— TASKS TO PERFORM —
**A)** Write out a passage of the forum thread word for word, beginning at the words "Hey, I'm pretty" and stopping after the words "(Mar 10, 2015)".
**B)** In the forum thread, how long does Toronto.gal say the rest of them have to recover?

:: DOCUMENT EXTRACT

Actually it's kind of scary being close at this point in the year....


----------



## Toronto.gal (Jan 8, 2010)

RBull said:


> I'm going to chase you down.......


So will NorthKC right above you. 

At least the rest of us have a full 10 months to recover.


----------



## RBull (Jan 20, 2013)

Toronto.gal said:


> So will NorthKC right above you.
> 
> *At least the rest of us have a full 10 months to recover.*


That is probably a good position to be in.


----------



## Beaver101 (Nov 14, 2011)

mrPPincer said:


> Woot!! (too early, but I'll take it)


 ... nice going mrPPincer! again. :star:

Hey, I'm pretty good at *predicting* (actually wanted to) being last (or close to) on this list. (But LBCfan beat me to it, drats!) :biggrin:


----------



## cornwall (Mar 10, 2015)

*what about natural gas?*



nobleea said:


> i guess everyone is waiting until jan 12 to see what happens with all this volatility?

::::
:: SUPPLIED RECORDS

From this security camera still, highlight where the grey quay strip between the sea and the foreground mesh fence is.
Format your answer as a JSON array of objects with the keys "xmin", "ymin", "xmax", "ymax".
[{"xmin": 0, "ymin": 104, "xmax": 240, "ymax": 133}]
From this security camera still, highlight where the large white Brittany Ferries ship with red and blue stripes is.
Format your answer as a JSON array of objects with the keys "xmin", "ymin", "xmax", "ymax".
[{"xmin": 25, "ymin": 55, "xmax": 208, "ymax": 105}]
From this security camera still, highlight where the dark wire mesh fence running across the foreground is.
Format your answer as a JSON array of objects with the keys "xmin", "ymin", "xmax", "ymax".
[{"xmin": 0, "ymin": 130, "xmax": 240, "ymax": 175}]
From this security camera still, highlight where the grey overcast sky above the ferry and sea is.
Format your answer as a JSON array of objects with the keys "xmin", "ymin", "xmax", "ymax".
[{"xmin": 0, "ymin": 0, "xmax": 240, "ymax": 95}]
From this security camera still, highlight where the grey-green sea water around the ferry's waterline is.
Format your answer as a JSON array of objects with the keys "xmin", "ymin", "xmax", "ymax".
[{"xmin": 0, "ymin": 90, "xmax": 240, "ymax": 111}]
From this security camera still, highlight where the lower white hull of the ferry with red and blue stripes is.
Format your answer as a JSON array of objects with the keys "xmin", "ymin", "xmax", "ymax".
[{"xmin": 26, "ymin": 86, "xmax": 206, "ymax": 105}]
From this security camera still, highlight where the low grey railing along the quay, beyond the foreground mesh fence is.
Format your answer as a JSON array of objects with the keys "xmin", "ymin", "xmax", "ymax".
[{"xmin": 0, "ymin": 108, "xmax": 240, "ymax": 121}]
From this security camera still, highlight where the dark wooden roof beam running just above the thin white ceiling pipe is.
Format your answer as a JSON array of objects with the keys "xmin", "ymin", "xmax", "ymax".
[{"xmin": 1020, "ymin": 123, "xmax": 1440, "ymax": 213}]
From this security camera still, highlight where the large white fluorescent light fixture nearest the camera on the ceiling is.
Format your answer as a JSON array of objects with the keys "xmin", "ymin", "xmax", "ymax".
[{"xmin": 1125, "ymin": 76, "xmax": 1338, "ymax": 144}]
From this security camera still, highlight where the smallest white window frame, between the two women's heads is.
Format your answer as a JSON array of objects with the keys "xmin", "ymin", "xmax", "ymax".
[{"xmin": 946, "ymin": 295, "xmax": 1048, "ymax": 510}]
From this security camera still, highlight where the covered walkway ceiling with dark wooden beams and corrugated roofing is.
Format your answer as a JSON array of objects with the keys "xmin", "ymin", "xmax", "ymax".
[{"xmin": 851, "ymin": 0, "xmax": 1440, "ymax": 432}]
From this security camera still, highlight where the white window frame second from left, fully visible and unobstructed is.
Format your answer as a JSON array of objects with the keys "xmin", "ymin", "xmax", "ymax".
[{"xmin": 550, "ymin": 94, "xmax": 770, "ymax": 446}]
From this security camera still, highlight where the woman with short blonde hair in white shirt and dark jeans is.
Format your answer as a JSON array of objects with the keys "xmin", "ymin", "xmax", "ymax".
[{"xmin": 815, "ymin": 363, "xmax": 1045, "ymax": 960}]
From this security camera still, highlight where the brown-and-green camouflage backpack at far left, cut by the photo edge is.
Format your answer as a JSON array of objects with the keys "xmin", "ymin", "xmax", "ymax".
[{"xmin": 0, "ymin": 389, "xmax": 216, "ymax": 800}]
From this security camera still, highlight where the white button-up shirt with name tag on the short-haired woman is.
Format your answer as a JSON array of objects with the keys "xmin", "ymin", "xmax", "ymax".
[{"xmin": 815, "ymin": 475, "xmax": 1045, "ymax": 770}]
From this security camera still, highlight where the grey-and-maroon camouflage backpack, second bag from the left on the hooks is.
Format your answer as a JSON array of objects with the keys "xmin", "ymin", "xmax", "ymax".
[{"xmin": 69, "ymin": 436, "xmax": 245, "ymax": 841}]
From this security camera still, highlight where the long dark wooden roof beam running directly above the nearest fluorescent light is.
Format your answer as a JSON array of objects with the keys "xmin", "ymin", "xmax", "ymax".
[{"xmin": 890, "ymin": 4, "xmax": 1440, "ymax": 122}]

::::

— SOLUTIONS BELOW —
**A)**
Hey, I'm pretty good at *predicting* (actually wanted to) being last (or close to) on this list. (But LBCfan beat me to it, drats!) :biggrin:


----------



## cornwall (Mar 10, 2015)

**B)** A full 10 months.